#### THE DATA

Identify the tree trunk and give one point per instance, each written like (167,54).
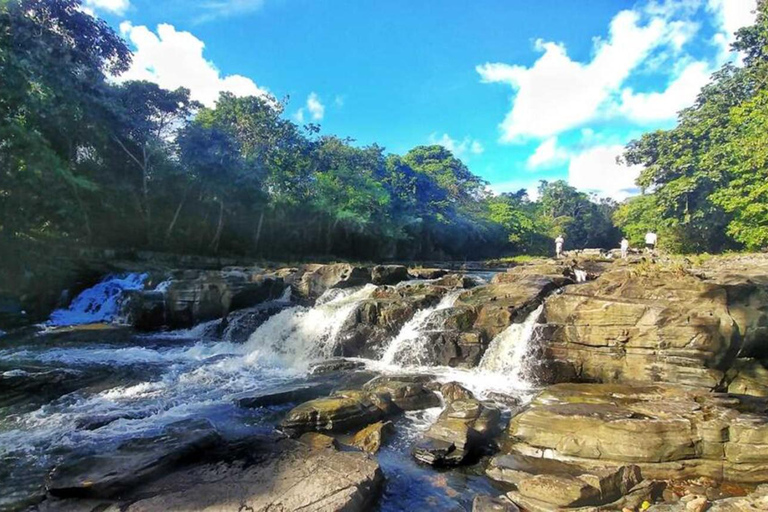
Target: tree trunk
(217,237)
(145,193)
(258,232)
(329,238)
(175,219)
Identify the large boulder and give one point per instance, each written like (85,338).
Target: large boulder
(668,431)
(501,304)
(427,273)
(664,322)
(315,280)
(344,411)
(748,377)
(378,319)
(341,412)
(389,274)
(660,326)
(193,296)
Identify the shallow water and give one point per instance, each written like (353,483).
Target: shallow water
(132,386)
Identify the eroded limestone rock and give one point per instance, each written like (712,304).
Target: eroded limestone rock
(463,429)
(668,431)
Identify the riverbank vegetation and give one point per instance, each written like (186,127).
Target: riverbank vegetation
(87,159)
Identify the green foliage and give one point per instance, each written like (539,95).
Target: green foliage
(87,160)
(708,174)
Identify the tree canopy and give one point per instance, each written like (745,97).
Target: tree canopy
(706,178)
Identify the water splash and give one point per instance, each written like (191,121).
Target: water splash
(408,347)
(297,336)
(507,351)
(100,303)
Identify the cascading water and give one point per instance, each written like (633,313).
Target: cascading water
(507,352)
(408,347)
(144,387)
(100,303)
(297,336)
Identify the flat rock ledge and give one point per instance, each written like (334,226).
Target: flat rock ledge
(669,432)
(297,479)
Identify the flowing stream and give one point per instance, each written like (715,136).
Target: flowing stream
(134,388)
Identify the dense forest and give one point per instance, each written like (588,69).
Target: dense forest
(86,159)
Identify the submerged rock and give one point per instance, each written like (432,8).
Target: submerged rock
(427,273)
(389,274)
(490,504)
(285,394)
(133,462)
(339,413)
(346,410)
(373,436)
(317,441)
(315,280)
(194,296)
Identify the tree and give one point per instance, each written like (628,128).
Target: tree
(53,61)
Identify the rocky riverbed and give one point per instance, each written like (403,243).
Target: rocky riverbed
(581,384)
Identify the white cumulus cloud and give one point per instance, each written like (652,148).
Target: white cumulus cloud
(112,6)
(460,148)
(663,105)
(557,93)
(215,9)
(730,16)
(173,59)
(596,170)
(315,107)
(547,154)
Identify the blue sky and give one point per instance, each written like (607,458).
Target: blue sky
(519,90)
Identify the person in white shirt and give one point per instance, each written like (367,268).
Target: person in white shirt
(650,241)
(624,247)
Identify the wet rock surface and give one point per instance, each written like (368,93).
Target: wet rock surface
(350,409)
(191,297)
(133,462)
(681,402)
(463,430)
(295,478)
(668,431)
(660,324)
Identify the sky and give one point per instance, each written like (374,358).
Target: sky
(521,91)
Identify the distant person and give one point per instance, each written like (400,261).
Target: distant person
(624,247)
(650,241)
(559,241)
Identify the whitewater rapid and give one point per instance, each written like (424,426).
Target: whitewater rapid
(167,377)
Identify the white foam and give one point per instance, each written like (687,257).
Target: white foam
(297,336)
(100,303)
(408,347)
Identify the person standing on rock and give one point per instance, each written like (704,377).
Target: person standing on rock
(650,241)
(624,247)
(559,241)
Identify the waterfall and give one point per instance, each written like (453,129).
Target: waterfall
(100,303)
(296,336)
(507,351)
(408,347)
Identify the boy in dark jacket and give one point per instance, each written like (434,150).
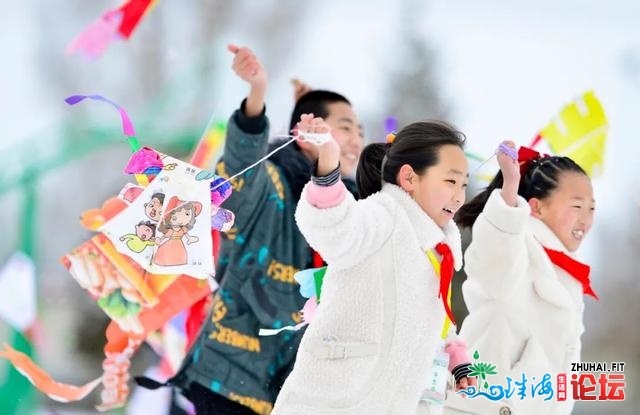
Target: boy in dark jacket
(229,369)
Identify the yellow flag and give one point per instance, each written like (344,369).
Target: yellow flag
(580,132)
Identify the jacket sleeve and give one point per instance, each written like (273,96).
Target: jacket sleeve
(497,256)
(246,142)
(347,232)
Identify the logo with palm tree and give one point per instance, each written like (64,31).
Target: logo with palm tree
(481,369)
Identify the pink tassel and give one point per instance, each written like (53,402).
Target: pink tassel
(94,40)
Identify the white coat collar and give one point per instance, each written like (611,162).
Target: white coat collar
(427,231)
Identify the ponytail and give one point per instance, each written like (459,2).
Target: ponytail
(369,170)
(417,145)
(541,177)
(469,212)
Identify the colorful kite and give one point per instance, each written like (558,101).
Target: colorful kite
(580,132)
(154,238)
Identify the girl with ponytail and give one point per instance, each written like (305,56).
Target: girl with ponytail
(384,307)
(525,289)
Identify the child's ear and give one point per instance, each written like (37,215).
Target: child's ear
(536,207)
(406,178)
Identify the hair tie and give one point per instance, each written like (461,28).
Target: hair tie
(528,156)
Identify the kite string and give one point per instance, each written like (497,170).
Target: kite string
(294,138)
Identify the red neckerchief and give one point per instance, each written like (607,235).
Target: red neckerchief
(316,260)
(576,269)
(446,275)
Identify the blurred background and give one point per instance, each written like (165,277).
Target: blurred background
(496,69)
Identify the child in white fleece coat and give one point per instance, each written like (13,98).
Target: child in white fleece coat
(524,290)
(378,326)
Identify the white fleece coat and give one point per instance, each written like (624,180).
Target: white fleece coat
(525,312)
(380,289)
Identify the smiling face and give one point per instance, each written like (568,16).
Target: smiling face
(181,216)
(440,189)
(568,211)
(152,209)
(347,132)
(144,232)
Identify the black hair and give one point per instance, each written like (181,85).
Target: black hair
(539,180)
(315,102)
(417,145)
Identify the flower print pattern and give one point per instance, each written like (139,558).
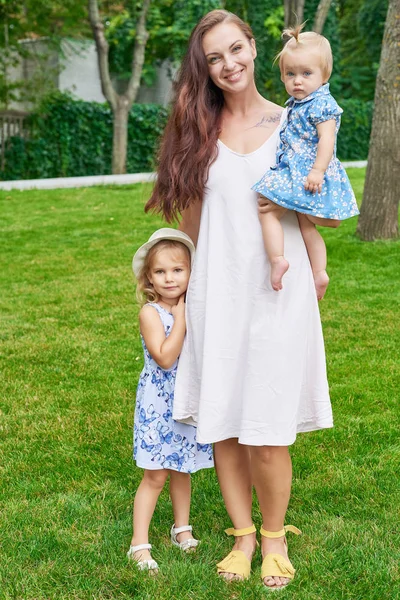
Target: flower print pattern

########

* REQUIREMENT
Convert every line of the items above into a numbered list, skipping blank lines and leaving the pictures out.

* COMPLETE RESPONSE
1. Identify the tree trunk and give one point per instance, each written like (167,54).
2. Target: tree trunk
3. (217,237)
4. (145,193)
5. (258,232)
6. (329,238)
7. (175,219)
8. Identify the large boulder and give one point per instance, each written like (85,338).
9. Target: large boulder
10. (668,431)
11. (501,304)
12. (427,273)
13. (664,322)
14. (315,280)
15. (344,411)
16. (748,377)
17. (378,319)
18. (341,412)
19. (389,274)
20. (660,326)
21. (193,296)
22. Identify the shallow water and give one point per instance, each written like (353,483).
23. Target: shallow water
24. (132,386)
25. Identify the eroded limestone rock and give one point per instance, each written like (712,304).
26. Target: eroded limestone rock
27. (463,429)
28. (668,431)
29. Identify the riverbank vegetation and give one point per instance, each written like (186,127).
30. Target: riverbank vegetation
31. (87,159)
32. Identify the green foliage and give one point per instance, each written like (539,95).
33. Target: green foliage
34. (87,160)
35. (708,174)
36. Identify the tree canopy and give one point per instance, each written like (745,97).
37. Target: tree canopy
38. (706,178)
39. Identify the water splash and give one point per instance, each written like (191,121).
40. Target: water splash
41. (408,347)
42. (297,336)
43. (507,351)
44. (100,303)
45. Identify the cascading water and give one point per instance, each written like (633,313).
46. Target: cascading water
47. (507,352)
48. (408,347)
49. (144,387)
50. (100,303)
51. (297,336)
52. Identify the flat rock ledge and give one point per instance, each written like (334,226).
53. Target: flat rock ledge
54. (669,432)
55. (297,479)
56. Identify the flowing stream and give one point per instance, each written like (715,136).
57. Target: flowing stream
58. (134,388)
59. Identify the dense forest and give one point per instance, each written like (588,69).
60. Target: dense forest
61. (86,159)
62. Identify the submerged rock and give one point per instance, each written like (432,8).
63. Target: submerged rock
64. (427,273)
65. (389,274)
66. (490,504)
67. (285,394)
68. (133,462)
69. (339,413)
70. (346,410)
71. (373,436)
72. (317,441)
73. (315,280)
74. (194,296)
75. Identify the tree and give one point per instance, each written like (628,128).
76. Target: tree
77. (53,61)
78. Identify the rocky riverbed and give one point per instance, each written like (403,243).
79. Target: rocky riverbed
80. (581,384)
81. Identify the white cumulus cloud and give one point per instance, each written like (652,148).
82. Target: white cumulus cloud
83. (112,6)
84. (460,148)
85. (663,105)
86. (557,93)
87. (215,9)
88. (730,16)
89. (173,59)
90. (596,170)
91. (315,107)
92. (547,154)
93. Identify the blue sky and give one point per instance, each written like (607,458).
94. Target: blue sky
95. (519,90)
96. Identify the person in white shirt and give one point per instance, each written like (367,268).
97. Target: person in white shirt
98. (650,241)
99. (624,247)
100. Identify the wet rock surface and give one point per instance, each written like (368,93).
101. Target: wet rock surface
102. (350,409)
103. (191,297)
104. (133,462)
105. (681,402)
106. (463,430)
107. (295,478)
108. (668,431)
109. (660,324)
110. Identify the sky and give one point per instance, each written like (374,358).
111. Target: sky
112. (521,91)
113. Identify the distant person and give one point per instance, each written like (400,261).
114. Target: distant person
115. (624,247)
116. (650,241)
117. (559,241)
118. Identify the whitewater rapid and give one point per instance, each written like (424,426).
119. Target: whitewater rapid
120. (167,377)
121. Identify the white foam and give one point per instance, each written like (687,257).
122. Target: white foam
123. (297,336)
124. (100,303)
125. (408,347)
126. Identify the person standing on rock and give one point per instance, each written like (704,377).
127. Target: person standing on rock
128. (650,241)
129. (624,247)
130. (559,241)
131. Identify the waterfall and give one point per instance, each written like (453,129).
132. Target: waterfall
133. (100,303)
134. (296,336)
135. (507,351)
136. (408,347)
137. Identify the boy in dark jacket and give one point per instance, each written like (434,150).
138. Target: boy in dark jacket
139. (229,369)
140. Identify the yellow flag and give one point per instance, each written like (344,369).
141. Target: yellow flag
142. (580,132)
143. Identify the jacket sleeve and give one point per instance, each written like (273,96).
144. Target: jacket sleeve
145. (497,256)
146. (246,142)
147. (347,232)
148. Identify the logo with palm tree and give one point per instance, each written like (64,31).
149. Target: logo with palm tree
150. (481,369)
151. Identify the pink tassel and give one point per instance, each written like (53,402).
152. Target: pink tassel
153. (94,40)
154. Identify the white coat collar and give one point per instance, each written like (611,162).
155. Target: white coat collar
156. (427,231)
157. Identify the ponytail and give one point per instance, each written like (459,2).
158. Target: ponytail
159. (369,170)
160. (417,145)
161. (541,177)
162. (469,212)
163. Identify the colorful kite and give one point per instance, each written like (558,101).
164. Target: colorful kite
165. (580,132)
166. (154,238)
167. Identify the girl with ponytail and give one point per instance, each written like (305,56).
168. Target: girl with ponytail
169. (384,307)
170. (525,289)
171. Identify the child's ear and give one point per instance, each written like (37,215).
172. Target: child's ear
173. (536,207)
174. (406,178)
175. Identify the hair tie and give one point per instance, each written like (461,28).
176. Target: hair tie
177. (528,156)
178. Identify the kite string and give one point per instance, each written like (497,170).
179. Target: kite string
180. (294,138)
181. Identify the red neckerchief and give one point per instance, each written like (607,235).
182. Target: red neckerchief
183. (316,260)
184. (576,269)
185. (446,275)
186. Identify the blurred background and give one point per instance, each written like (165,277).
187. Target: blurred background
188. (496,69)
189. Identify the child in white fleece coat and give one point per instance, each written like (13,98).
190. Target: child in white fleece coat
191. (524,290)
192. (378,326)
193. Identify the white fleece coat and give one point per instance, each written like (624,180).
194. Target: white fleece coat
195. (525,312)
196. (380,289)
197. Identify the smiling face and give one point per instance, each written like (568,16).
198. Target: smiling face
199. (181,216)
200. (440,189)
201. (568,211)
202. (152,209)
203. (347,132)
204. (144,232)
205. Identify the black hair and give one point per instance, each written like (181,85).
206. Target: black hair
207. (539,180)
208. (315,102)
209. (417,145)
210. Identify the flower print pattern and give one point per instance, each written like (139,558).
211. Target: flower print pattern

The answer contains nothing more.